▶ SHORT EXERCISE:
Answer these questions using the agreement excerpt.
1. What heading does Article I carry?
2. Which section number contains the definitions?
3. What two things make up the liability in the "Additional Liability Reserve"?

▶ DOCUMENT EXTRACT:

* Begin *

NOW, THEREFORE, in consideration of the mutual promises and covenants set forth herein and other good and valuable consideration, the receipt and sufficiency of which are hereby acknowledged, and in reliance upon the representations, warranties, conditions and covenants contained herein, and intending to be legally bound hereby, the parties hereto do hereby agree as follows:
ARTICLE I
DEFINITIONS
Section 1.01 Definitions. The following terms shall have the respective meanings set forth below throughout this Agreement:
"Additional Liability Reserve" shall mean an aggregate amount equal to [*] comprised of liability relating to (a) certain Coinsured Contracts and (b) the surrender value relating to certain partial withdrawals relating to Coinsured Contracts.

* End *

▶ RECORD LIST:
* Begin *

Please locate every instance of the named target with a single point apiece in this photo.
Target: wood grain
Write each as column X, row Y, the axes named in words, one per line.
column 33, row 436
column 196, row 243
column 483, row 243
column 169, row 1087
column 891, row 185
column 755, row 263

* End *
* Begin *

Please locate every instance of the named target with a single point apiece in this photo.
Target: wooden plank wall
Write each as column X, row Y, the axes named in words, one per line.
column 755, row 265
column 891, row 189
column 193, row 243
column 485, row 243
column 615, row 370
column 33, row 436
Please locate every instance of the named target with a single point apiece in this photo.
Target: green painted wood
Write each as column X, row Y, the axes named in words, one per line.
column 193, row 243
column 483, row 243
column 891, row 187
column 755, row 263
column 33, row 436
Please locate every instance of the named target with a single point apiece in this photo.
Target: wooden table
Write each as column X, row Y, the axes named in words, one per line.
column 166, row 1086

* End *

▶ WRITTEN SOLUTION:
1. DEFINITIONS
2. Section 1.01
3. Liability relating to certain Coinsured Contracts, and the surrender value relating to certain partial withdrawals relating to Coinsured Contracts